===== Records to process
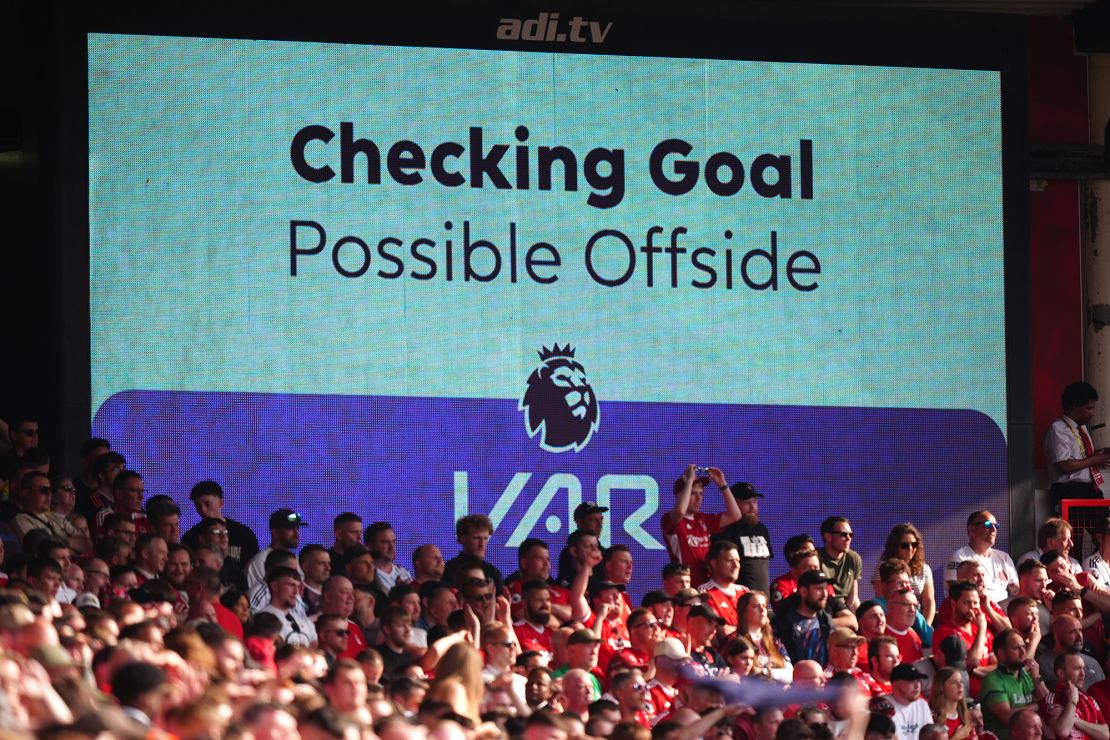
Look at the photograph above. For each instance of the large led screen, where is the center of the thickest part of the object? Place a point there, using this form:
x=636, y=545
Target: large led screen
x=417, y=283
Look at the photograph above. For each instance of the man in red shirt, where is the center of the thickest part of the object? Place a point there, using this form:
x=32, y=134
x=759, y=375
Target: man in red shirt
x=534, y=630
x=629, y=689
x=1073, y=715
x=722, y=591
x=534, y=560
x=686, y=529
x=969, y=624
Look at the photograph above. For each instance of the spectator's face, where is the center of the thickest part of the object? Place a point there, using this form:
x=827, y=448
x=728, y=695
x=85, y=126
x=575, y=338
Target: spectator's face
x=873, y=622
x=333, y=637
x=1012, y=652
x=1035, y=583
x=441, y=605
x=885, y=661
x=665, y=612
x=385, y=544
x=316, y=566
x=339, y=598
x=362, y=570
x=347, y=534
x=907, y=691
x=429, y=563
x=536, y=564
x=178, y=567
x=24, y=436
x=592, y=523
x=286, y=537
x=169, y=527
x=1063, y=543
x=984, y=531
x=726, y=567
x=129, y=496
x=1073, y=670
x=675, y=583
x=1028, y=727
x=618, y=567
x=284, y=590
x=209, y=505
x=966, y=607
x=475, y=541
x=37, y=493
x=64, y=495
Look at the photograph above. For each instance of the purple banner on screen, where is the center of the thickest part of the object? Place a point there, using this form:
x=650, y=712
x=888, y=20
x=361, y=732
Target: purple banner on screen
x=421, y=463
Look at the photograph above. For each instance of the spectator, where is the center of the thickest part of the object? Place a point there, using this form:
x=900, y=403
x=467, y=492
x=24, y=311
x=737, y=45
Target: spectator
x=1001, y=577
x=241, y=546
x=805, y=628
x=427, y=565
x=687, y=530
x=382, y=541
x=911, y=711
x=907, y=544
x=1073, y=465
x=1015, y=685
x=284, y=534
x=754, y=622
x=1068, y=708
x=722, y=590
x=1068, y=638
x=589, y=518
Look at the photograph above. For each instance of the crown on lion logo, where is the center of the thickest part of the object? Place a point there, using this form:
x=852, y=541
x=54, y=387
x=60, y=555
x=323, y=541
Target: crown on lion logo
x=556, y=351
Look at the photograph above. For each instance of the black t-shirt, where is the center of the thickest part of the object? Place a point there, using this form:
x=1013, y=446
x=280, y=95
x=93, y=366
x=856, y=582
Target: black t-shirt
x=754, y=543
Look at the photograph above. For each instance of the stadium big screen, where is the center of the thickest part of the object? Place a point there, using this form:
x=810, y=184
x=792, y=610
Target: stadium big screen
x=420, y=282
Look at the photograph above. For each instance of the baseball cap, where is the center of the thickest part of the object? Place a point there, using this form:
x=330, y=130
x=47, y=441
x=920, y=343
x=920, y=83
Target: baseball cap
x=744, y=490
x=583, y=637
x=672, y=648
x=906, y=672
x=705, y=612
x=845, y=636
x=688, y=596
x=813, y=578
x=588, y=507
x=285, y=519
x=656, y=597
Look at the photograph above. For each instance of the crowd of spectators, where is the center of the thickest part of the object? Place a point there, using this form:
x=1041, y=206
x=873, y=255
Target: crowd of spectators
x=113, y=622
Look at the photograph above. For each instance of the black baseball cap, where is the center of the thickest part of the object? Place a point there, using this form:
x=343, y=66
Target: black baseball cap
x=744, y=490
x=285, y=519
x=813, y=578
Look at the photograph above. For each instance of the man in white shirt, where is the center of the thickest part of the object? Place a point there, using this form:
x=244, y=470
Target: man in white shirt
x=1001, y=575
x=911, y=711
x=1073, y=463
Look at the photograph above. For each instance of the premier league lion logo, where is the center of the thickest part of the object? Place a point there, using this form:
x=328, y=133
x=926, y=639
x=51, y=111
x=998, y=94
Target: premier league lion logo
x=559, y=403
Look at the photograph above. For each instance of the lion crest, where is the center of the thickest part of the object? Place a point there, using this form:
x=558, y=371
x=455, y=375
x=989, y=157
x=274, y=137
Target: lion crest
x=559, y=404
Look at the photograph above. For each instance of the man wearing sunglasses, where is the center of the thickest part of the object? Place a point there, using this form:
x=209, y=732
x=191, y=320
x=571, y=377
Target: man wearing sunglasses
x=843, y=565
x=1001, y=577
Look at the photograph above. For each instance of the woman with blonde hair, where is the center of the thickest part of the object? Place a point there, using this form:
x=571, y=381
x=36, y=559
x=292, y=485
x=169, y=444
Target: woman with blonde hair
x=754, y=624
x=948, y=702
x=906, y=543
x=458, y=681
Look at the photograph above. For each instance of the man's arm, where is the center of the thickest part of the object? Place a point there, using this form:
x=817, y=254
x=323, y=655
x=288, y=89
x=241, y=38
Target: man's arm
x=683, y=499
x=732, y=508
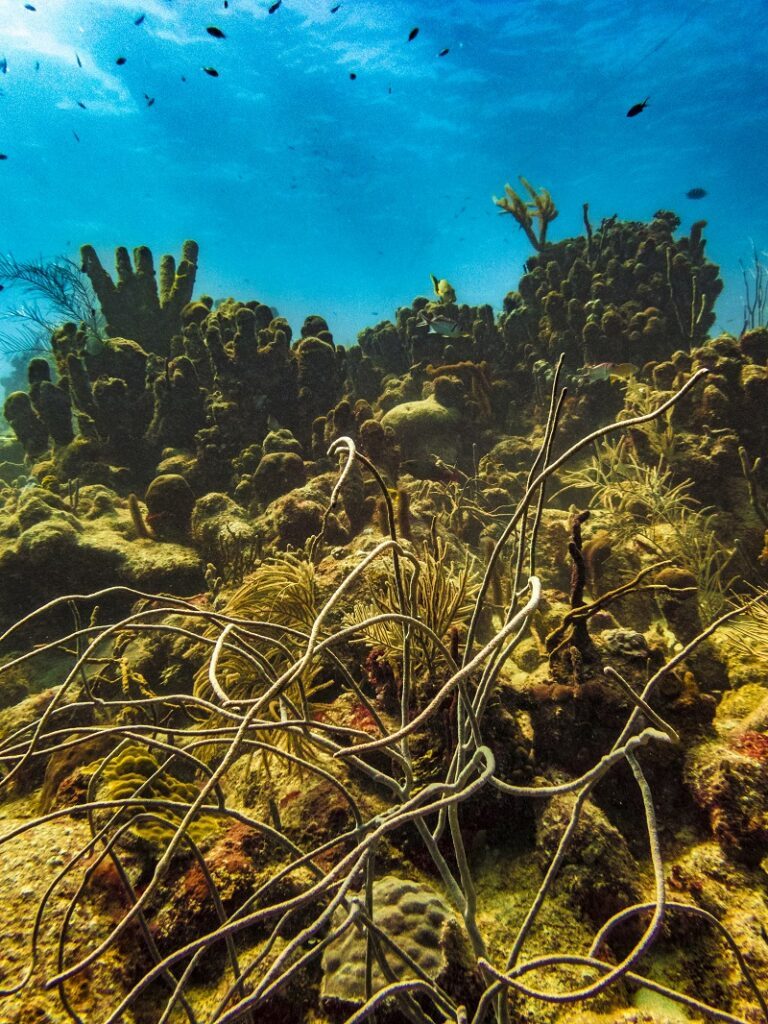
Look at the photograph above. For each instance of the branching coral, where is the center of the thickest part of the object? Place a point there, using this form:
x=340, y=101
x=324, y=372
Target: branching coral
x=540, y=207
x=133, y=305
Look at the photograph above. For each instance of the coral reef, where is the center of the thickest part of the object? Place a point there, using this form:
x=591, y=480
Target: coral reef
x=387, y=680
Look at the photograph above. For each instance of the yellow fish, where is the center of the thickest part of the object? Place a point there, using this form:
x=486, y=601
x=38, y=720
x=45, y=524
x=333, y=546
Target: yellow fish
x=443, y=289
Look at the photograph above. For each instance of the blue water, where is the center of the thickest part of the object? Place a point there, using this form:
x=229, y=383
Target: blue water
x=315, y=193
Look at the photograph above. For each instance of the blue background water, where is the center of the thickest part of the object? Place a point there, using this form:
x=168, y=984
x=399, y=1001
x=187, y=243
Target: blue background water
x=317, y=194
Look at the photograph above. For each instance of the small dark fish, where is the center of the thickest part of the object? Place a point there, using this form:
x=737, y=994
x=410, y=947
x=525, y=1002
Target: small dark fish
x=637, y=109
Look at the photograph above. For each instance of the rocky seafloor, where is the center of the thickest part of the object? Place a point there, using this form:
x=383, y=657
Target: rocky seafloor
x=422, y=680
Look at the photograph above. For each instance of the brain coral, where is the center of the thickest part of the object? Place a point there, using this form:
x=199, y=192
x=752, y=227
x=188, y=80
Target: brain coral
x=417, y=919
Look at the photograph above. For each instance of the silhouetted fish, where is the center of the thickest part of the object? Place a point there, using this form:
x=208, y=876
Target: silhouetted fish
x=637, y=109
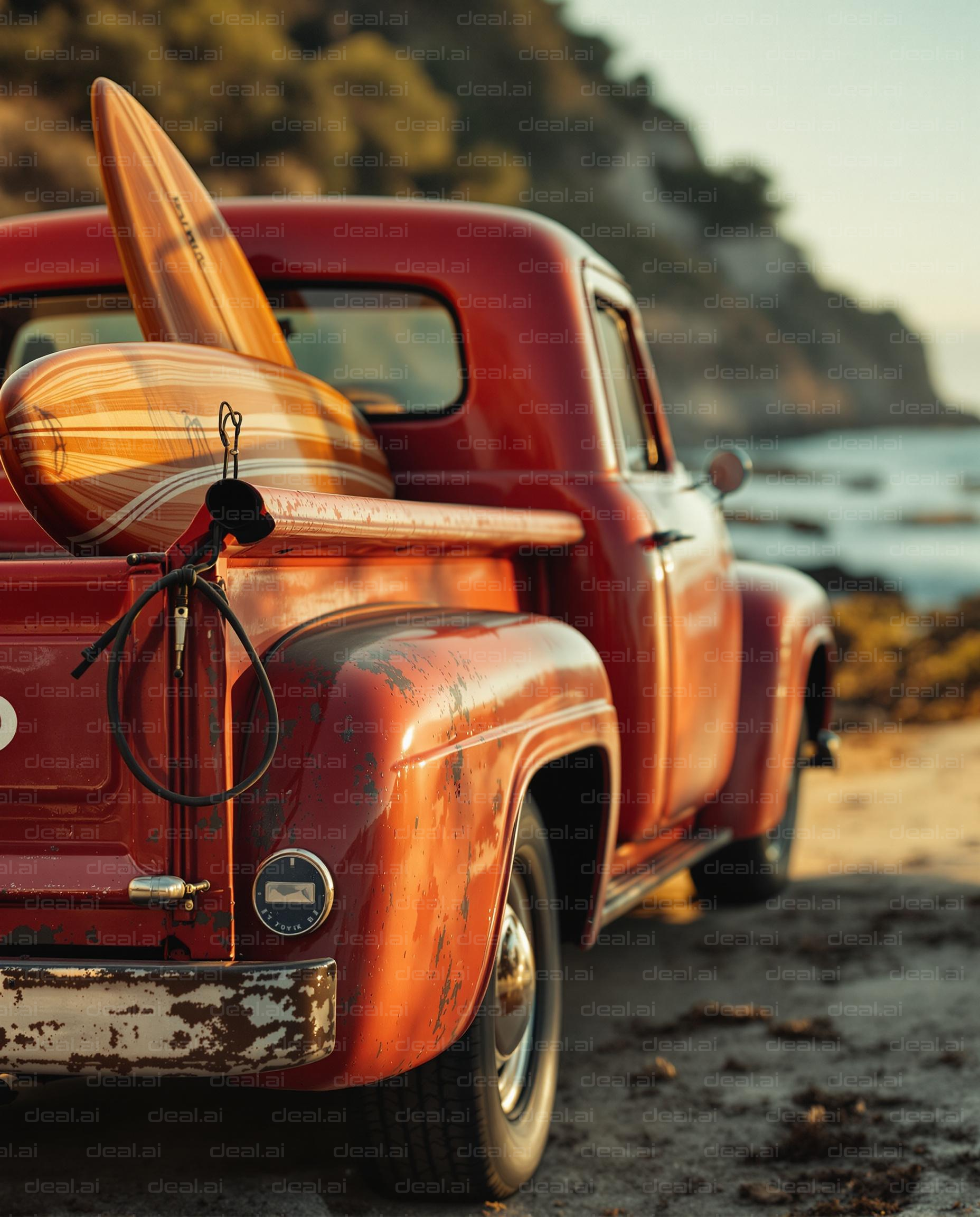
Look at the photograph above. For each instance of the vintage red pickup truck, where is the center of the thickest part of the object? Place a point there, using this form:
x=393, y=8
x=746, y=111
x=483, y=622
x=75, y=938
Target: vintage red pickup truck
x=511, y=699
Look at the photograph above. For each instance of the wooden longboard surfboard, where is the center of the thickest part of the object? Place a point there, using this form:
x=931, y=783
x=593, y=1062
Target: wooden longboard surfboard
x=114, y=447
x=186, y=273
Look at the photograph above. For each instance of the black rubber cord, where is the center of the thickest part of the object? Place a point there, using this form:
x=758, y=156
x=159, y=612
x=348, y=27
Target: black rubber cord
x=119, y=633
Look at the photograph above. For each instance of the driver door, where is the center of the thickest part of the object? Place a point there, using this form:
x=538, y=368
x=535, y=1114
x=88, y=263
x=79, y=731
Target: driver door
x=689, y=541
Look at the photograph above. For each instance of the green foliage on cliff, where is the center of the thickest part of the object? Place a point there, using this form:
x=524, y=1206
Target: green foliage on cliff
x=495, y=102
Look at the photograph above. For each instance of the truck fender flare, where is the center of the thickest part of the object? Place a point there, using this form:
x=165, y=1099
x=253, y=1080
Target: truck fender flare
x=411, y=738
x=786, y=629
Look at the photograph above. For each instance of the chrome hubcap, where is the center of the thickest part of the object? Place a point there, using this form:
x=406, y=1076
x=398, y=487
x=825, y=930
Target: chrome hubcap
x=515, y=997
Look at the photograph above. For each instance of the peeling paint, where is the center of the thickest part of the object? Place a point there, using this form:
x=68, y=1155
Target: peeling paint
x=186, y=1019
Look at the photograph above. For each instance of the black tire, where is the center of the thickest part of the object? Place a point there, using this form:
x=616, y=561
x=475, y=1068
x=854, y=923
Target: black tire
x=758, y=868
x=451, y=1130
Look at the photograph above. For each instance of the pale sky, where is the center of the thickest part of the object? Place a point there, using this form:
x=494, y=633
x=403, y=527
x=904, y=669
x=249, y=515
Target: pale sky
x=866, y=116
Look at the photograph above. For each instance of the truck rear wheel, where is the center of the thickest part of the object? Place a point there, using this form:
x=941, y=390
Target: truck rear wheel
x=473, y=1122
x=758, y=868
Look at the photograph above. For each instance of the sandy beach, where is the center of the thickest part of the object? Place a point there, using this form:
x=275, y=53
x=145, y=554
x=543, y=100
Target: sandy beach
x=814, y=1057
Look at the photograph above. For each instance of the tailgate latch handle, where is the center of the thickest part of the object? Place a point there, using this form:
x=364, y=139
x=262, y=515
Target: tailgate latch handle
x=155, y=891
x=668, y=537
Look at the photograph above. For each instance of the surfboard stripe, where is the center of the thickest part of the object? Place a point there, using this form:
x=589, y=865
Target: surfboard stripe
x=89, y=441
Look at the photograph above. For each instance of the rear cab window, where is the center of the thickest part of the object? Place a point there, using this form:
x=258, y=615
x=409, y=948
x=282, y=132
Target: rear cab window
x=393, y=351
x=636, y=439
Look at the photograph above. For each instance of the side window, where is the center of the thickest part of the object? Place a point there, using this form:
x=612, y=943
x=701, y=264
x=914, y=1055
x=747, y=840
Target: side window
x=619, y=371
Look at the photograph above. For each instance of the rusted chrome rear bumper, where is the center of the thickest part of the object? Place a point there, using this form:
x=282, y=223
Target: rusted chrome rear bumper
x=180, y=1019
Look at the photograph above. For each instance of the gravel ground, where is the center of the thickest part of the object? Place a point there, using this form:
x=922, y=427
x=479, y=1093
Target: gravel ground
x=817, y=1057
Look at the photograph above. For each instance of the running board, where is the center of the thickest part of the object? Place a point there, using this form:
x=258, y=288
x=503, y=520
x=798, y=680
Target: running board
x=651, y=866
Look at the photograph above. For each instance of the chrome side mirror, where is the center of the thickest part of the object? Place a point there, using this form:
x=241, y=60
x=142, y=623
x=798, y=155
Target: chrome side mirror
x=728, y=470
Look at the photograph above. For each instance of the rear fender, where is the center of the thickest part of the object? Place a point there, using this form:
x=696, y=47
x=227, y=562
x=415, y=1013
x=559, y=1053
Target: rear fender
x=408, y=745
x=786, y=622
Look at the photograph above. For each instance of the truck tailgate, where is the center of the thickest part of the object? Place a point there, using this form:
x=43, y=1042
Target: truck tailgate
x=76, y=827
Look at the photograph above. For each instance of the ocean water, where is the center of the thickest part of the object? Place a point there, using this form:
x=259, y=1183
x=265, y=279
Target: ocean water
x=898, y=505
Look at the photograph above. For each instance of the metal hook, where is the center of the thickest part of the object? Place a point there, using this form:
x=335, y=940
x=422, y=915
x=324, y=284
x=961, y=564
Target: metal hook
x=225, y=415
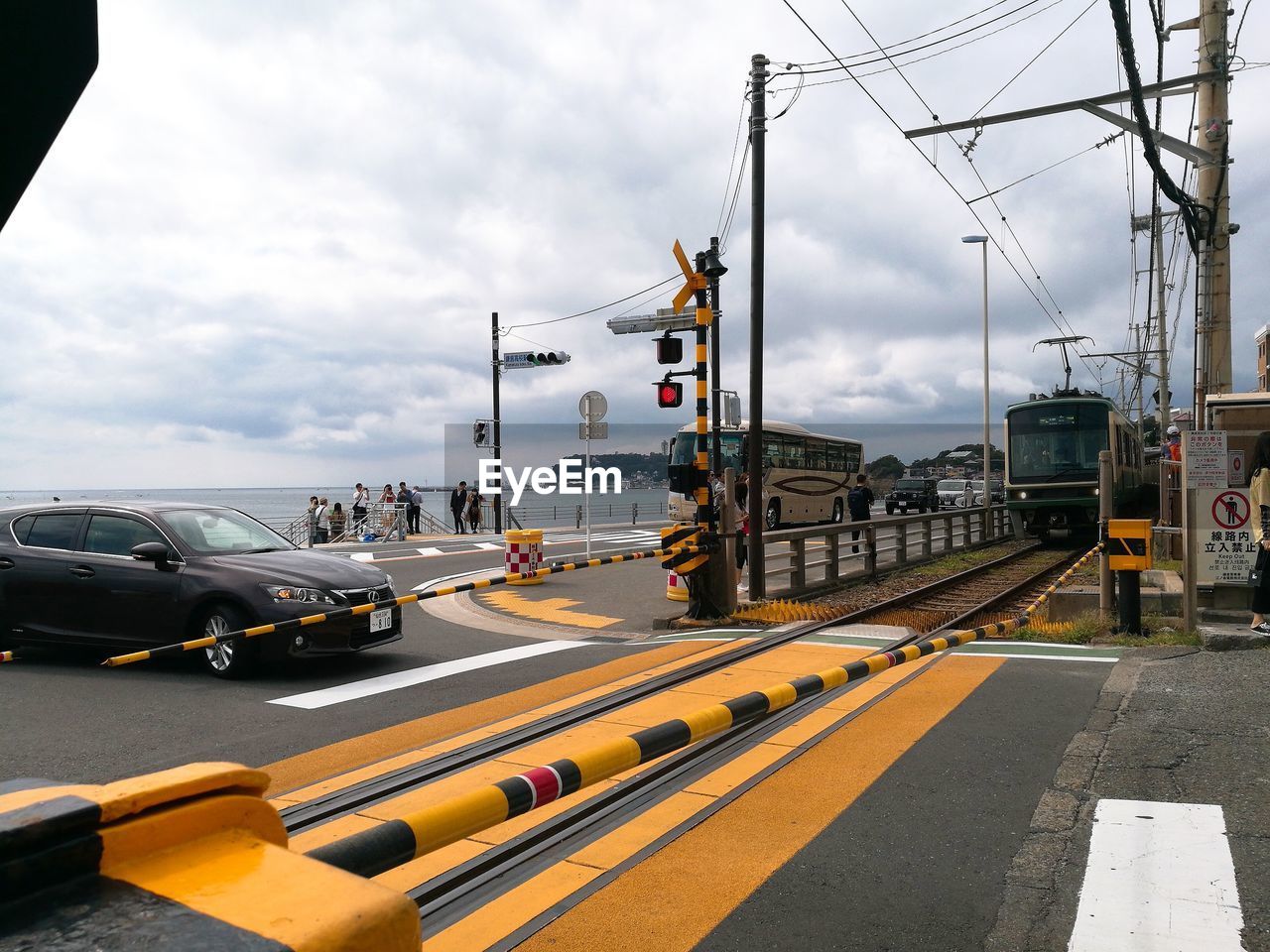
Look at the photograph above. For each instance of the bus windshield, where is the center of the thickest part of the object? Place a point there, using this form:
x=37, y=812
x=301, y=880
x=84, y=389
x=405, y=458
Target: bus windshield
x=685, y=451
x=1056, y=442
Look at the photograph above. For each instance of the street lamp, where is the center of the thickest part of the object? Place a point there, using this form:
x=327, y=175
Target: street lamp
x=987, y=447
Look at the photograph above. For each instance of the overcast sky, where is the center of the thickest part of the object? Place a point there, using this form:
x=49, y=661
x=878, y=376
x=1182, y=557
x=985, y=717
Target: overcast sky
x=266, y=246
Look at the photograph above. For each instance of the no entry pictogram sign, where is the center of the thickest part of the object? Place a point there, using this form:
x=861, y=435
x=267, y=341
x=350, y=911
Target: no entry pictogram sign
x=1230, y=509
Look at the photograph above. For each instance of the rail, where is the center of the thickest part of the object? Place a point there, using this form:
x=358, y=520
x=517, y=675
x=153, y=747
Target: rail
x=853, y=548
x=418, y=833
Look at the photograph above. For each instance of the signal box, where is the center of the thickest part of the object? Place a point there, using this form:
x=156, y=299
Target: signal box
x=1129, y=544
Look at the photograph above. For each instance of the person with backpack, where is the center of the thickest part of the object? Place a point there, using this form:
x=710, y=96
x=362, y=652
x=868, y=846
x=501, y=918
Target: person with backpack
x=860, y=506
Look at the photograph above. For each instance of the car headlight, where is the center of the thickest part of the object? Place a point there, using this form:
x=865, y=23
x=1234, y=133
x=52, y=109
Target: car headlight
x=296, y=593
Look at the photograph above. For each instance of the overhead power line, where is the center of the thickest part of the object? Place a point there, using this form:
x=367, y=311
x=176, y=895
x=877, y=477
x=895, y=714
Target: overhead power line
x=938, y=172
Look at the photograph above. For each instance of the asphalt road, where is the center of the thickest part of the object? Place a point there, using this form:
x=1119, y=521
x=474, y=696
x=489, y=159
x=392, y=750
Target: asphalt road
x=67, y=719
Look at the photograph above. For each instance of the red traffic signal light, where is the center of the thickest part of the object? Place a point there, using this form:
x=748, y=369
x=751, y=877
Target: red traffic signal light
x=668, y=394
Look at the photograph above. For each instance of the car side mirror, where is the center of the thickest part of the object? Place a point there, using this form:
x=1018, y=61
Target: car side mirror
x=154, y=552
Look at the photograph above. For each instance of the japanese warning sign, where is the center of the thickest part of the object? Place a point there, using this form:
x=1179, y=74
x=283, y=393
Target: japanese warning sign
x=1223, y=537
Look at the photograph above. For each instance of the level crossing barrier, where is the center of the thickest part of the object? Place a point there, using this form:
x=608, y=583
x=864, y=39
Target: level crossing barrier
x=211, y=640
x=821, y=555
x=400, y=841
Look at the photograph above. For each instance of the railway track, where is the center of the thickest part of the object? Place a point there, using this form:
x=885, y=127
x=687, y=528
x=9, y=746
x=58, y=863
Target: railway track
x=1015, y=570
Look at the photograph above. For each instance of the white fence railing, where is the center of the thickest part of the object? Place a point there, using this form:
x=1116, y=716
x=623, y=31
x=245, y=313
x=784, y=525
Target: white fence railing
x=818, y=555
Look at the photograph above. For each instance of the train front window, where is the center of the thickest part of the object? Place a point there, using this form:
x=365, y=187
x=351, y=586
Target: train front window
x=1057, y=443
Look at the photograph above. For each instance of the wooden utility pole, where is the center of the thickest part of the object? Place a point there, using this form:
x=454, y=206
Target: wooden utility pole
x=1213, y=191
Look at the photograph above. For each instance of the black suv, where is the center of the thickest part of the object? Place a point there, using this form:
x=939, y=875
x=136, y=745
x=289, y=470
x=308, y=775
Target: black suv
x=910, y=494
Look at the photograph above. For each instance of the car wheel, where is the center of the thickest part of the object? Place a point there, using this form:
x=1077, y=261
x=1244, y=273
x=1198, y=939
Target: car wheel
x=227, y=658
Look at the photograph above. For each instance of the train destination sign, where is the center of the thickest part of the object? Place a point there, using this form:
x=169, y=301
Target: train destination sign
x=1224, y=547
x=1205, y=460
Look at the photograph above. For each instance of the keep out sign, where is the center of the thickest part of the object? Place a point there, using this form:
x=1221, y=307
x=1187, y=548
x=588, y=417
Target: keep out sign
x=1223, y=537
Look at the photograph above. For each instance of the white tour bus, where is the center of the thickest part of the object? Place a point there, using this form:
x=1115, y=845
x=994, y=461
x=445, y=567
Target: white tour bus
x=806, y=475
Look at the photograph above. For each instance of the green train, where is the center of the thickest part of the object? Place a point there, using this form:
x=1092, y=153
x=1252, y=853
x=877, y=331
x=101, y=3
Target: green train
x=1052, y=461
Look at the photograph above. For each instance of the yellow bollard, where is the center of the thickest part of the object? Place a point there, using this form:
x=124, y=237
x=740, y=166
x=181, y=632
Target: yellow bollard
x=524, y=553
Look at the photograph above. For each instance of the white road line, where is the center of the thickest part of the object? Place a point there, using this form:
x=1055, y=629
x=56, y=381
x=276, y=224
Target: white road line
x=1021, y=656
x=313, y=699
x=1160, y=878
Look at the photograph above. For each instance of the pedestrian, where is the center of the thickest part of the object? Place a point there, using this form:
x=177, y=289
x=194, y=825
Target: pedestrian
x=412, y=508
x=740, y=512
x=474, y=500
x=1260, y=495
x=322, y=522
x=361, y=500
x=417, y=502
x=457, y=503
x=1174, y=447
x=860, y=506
==========
(Task brief): Look in the material above for the line with "Target: train front window" and the line with "x=289, y=470", and transcribe exactly those lines and all lines between them, nothing more.

(Answer):
Target: train front window
x=1057, y=443
Look at the photograph above. For each instance of the wooden utility pole, where is the center of the thickest part of the object? Place a point there, using this form:
x=454, y=206
Target: wooden utility pole
x=1213, y=191
Look at the photograph above. For each instance of the black suv, where is the center of the thickest part of the object? Place a point there, using this form:
x=939, y=875
x=136, y=745
x=289, y=470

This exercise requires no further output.